■ **Task directions**
Convert every line of the items below into a JSON list of strings, one string per line, with blank lines skipped. Leave the pictures out of your answer.

----------------------------------------

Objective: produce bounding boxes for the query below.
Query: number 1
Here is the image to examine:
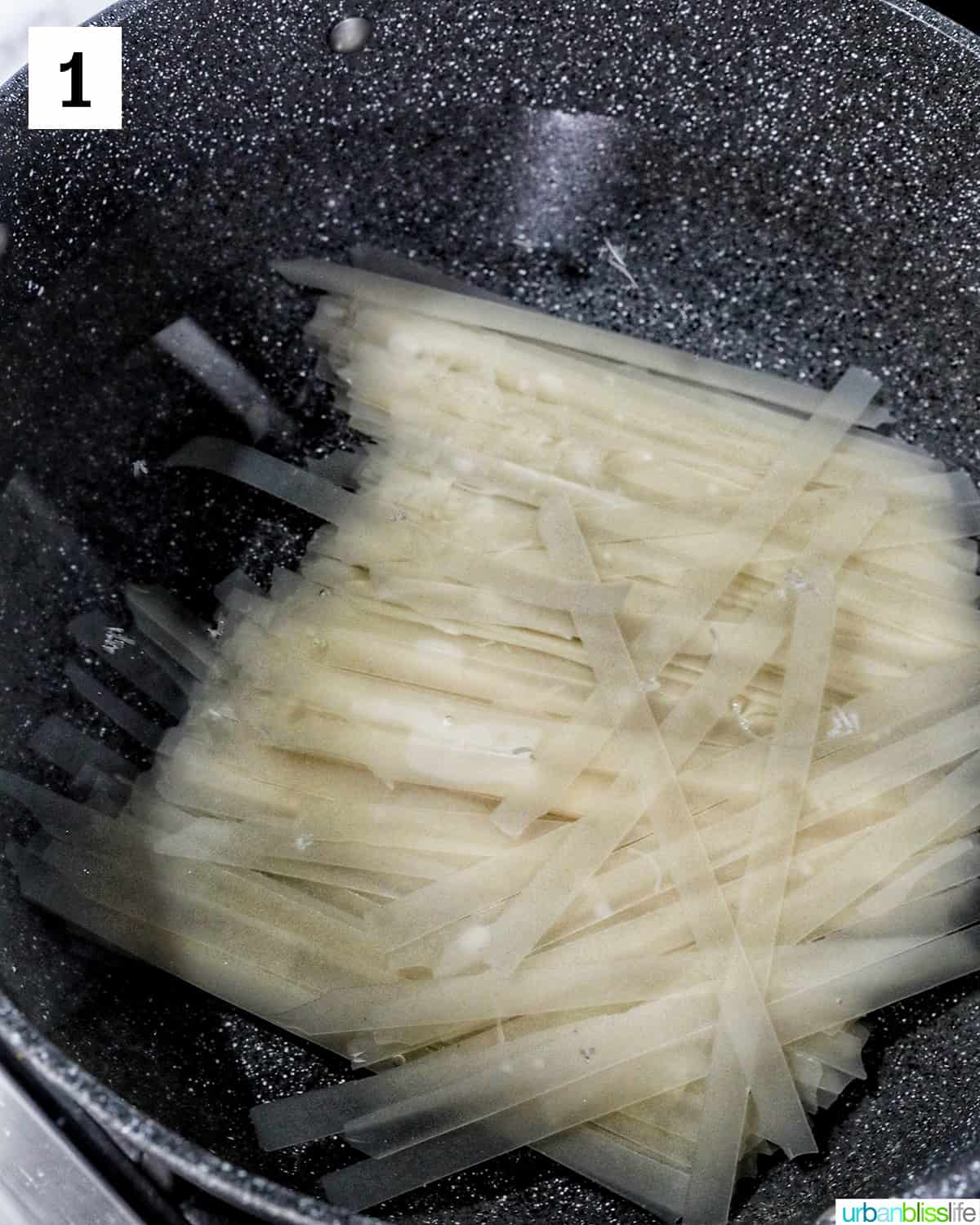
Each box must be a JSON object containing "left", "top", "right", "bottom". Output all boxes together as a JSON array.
[{"left": 61, "top": 51, "right": 92, "bottom": 107}]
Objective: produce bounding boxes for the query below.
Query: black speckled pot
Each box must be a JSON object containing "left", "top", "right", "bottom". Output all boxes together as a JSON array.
[{"left": 0, "top": 0, "right": 980, "bottom": 1225}]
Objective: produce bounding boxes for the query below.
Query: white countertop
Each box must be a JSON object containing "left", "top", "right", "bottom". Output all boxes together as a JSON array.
[{"left": 0, "top": 0, "right": 109, "bottom": 83}]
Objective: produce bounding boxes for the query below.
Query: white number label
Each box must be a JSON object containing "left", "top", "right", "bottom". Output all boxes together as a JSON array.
[{"left": 27, "top": 26, "right": 122, "bottom": 130}]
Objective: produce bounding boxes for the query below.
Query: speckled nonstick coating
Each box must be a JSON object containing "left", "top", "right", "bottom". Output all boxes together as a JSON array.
[{"left": 0, "top": 0, "right": 980, "bottom": 1225}]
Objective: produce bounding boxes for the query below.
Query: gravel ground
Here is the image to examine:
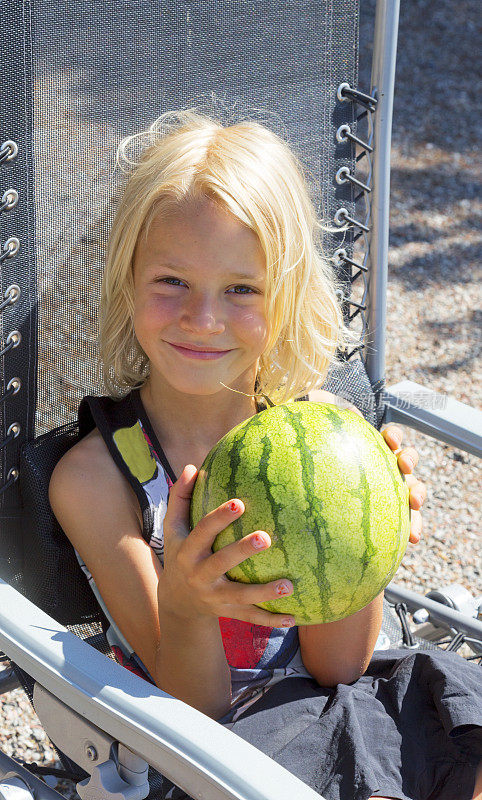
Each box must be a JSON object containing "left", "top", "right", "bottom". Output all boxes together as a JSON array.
[{"left": 0, "top": 0, "right": 482, "bottom": 797}]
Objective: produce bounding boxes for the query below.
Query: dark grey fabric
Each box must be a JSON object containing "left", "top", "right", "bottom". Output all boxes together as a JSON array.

----------------------------------------

■ **Response**
[
  "Objective: produce bounding boxes for the query below.",
  "Query: number 1",
  "Here is the image to examine:",
  "Each box must be a JSON object containing \"left\", \"top\", \"right\", \"bottom\". Output all boxes together as a JSON array.",
  "[{\"left\": 61, \"top\": 51, \"right\": 92, \"bottom\": 107}]",
  "Objective: produce bounding boxes for the query below.",
  "Query: black speckled pot",
  "Each box must be a JSON object containing \"left\", \"top\", \"right\", \"bottom\". Output all boxes together as a JSON array.",
  "[{\"left\": 0, \"top\": 0, \"right\": 980, \"bottom\": 1225}]",
  "Objective: produce bounding boxes for the query below.",
  "Query: white countertop",
  "Each box must be a JSON object containing \"left\", \"top\", \"right\", \"bottom\". Output all boxes together as a JSON array.",
  "[{\"left\": 0, \"top\": 0, \"right\": 109, \"bottom\": 83}]",
  "Objective: produce bounding boxes for the query below.",
  "Query: white number label",
  "Each box must be a JSON object containing \"left\", \"top\", \"right\", \"bottom\". Output all boxes together as a JSON array.",
  "[{\"left\": 27, \"top\": 26, \"right\": 122, \"bottom\": 130}]",
  "Objective: produce bounding boxes for the query below.",
  "Query: speckled nonstick coating",
  "Each box must be a JSON object containing \"left\", \"top\", \"right\", \"bottom\". Output all boxes together as a JSON array.",
  "[{\"left\": 0, \"top\": 0, \"right\": 980, \"bottom\": 1225}]",
  "Objective: produce bounding boxes for the query below.",
  "Query: gravel ground",
  "Here is the image to examine:",
  "Each box must be a JSON object containing \"left\", \"top\", \"right\", \"bottom\". Output all boxes together as a JSON array.",
  "[{\"left\": 0, \"top\": 0, \"right\": 482, \"bottom\": 797}]",
  "Objective: produce bounding boxes for the query below.",
  "Query: dark grey fabric",
  "Each box must be a JSON object containing \"left\", \"top\", \"right\", \"bottom\". Output all boxes together as a JSON array."
]